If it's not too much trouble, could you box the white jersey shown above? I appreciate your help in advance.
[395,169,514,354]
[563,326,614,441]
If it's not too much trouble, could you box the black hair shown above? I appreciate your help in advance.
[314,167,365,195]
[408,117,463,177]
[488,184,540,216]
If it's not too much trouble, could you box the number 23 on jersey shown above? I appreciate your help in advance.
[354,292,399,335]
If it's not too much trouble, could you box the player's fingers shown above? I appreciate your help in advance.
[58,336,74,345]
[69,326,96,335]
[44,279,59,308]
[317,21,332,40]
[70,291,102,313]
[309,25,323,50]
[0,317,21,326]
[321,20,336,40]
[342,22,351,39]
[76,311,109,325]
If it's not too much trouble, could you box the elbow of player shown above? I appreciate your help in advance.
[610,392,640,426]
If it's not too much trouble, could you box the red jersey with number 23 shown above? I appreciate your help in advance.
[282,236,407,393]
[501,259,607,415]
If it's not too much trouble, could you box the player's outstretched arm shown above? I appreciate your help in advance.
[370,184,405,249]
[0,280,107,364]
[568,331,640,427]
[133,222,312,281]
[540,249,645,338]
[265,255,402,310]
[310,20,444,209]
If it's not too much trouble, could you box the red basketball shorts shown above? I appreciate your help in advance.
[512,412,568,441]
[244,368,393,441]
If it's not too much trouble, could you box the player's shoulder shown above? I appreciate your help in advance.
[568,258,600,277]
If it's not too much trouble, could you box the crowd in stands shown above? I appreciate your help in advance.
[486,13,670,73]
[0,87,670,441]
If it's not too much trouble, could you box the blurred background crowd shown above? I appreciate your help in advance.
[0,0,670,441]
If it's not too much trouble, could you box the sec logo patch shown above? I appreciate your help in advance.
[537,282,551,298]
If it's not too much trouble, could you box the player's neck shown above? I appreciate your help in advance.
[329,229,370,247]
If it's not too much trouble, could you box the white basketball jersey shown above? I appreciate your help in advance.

◆ ◆ ◆

*Stated problem:* Copy the data from the line containing "If it's not too much trouble, could you box the sec" through the end of the data, putting "chin" in place of "neck" and leaving all else as it stands.

*Result of the task:*
If it's not too much trouble, could you box the sec logo patch shown above? I appreciate your help in advance.
[537,282,551,298]
If it's not too much trouble, could you box the player's chin shown above? I appreciate your help in advance.
[329,229,370,247]
If it's not too much trouble, could you box the white basketball jersey shown above? I appreciate your help in advance.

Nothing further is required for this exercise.